[Collection entries]
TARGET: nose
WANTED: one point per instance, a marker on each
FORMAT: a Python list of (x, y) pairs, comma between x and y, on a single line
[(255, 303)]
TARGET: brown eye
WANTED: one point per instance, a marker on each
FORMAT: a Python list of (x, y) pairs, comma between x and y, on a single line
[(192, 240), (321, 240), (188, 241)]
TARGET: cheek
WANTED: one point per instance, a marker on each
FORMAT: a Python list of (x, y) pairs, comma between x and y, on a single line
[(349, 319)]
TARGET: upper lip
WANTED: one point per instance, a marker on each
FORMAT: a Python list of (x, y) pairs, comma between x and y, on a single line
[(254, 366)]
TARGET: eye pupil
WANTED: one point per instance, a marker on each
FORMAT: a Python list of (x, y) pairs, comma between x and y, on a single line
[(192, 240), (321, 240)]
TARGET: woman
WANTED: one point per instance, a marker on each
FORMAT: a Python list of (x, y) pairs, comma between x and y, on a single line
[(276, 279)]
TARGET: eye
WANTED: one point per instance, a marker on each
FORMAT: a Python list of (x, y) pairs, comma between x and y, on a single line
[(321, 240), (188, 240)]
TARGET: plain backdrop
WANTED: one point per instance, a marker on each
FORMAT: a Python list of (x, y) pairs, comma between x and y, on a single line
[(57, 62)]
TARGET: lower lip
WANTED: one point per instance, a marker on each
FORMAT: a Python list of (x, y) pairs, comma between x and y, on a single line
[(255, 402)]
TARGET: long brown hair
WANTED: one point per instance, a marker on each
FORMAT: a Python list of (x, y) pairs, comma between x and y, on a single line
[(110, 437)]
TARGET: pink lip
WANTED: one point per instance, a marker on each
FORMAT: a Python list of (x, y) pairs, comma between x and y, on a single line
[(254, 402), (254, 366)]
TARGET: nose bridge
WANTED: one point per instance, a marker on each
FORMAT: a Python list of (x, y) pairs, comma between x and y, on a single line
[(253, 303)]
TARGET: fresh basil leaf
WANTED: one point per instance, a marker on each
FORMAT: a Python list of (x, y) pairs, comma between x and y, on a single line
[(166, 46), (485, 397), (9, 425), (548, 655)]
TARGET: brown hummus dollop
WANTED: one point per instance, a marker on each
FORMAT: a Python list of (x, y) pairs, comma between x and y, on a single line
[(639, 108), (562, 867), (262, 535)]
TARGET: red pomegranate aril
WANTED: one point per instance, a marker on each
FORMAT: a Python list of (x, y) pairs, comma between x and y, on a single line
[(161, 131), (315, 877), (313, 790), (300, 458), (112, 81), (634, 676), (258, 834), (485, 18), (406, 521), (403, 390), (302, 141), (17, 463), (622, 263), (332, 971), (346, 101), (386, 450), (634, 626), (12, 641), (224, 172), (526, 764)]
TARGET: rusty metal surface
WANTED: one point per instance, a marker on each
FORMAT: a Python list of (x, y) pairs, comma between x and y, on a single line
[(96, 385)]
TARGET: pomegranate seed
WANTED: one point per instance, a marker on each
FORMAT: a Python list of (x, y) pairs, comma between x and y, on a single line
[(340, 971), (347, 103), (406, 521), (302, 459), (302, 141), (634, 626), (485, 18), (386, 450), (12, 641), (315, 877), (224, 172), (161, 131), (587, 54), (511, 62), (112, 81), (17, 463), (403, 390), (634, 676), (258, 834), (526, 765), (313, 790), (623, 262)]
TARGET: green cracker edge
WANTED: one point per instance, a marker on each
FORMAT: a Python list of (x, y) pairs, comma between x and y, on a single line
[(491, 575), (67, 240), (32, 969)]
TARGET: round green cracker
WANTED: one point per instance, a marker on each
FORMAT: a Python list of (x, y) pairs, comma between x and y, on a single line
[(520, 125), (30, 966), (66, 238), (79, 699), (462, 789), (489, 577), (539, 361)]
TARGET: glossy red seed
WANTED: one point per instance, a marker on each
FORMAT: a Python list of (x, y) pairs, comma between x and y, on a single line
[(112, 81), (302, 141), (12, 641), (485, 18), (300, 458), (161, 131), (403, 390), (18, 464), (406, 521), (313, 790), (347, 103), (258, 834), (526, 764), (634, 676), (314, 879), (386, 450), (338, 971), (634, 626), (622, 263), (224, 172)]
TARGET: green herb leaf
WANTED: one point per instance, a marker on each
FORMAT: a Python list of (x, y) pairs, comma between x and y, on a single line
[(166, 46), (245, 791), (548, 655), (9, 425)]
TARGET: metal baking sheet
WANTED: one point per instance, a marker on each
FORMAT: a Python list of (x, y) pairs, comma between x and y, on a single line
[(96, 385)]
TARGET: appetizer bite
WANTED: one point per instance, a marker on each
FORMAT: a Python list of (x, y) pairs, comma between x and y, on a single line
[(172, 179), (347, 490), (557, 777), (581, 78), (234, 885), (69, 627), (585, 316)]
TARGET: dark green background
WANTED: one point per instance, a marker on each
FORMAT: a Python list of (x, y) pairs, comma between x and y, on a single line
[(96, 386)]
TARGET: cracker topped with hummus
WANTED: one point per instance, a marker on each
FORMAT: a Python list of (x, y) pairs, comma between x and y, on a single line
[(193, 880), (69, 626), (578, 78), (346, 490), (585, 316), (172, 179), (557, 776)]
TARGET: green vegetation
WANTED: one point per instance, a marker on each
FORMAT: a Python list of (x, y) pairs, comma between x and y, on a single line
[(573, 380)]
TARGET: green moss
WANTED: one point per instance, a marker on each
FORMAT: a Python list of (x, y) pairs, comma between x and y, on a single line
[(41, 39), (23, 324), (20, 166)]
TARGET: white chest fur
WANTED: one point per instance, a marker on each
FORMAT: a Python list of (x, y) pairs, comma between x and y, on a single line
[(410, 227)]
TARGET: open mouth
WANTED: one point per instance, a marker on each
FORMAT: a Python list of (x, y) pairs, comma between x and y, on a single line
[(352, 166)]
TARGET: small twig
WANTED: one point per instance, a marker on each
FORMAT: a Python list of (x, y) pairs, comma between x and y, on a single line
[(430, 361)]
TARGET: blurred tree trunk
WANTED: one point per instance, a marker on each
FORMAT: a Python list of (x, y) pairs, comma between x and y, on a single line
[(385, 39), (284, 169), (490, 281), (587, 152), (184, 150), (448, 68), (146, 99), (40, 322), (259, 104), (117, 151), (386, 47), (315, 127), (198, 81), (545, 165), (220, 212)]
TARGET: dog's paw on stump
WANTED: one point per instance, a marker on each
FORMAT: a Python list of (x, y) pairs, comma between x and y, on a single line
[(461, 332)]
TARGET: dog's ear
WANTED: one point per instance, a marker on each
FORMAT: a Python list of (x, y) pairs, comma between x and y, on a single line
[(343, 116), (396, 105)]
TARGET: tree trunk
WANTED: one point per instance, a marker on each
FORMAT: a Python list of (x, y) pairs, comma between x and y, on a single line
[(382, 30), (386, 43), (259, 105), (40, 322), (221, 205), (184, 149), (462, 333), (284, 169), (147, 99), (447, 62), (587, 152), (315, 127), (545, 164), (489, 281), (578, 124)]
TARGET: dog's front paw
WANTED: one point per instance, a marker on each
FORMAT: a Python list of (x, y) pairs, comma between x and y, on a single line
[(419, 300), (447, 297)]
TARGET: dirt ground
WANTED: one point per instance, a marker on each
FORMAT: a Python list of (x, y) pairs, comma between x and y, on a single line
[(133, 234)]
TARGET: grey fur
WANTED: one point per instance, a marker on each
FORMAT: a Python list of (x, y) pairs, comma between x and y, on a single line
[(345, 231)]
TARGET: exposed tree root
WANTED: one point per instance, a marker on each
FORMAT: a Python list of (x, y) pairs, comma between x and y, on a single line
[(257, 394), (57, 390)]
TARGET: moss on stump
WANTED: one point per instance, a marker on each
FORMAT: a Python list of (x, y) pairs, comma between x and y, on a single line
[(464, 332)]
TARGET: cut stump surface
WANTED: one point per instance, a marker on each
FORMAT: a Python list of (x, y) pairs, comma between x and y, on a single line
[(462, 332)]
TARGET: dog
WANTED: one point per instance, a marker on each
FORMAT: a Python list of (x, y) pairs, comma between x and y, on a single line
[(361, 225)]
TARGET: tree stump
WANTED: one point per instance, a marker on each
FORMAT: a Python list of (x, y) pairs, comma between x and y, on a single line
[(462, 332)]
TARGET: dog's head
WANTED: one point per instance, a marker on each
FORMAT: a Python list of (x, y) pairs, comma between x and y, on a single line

**TO DO**
Check every line of the data, and copy the ones that contain "stump".

**ANSWER**
TARGET: dog's paw on stump
TARGET: moss on stump
TARGET: cut stump surface
TARGET: tree stump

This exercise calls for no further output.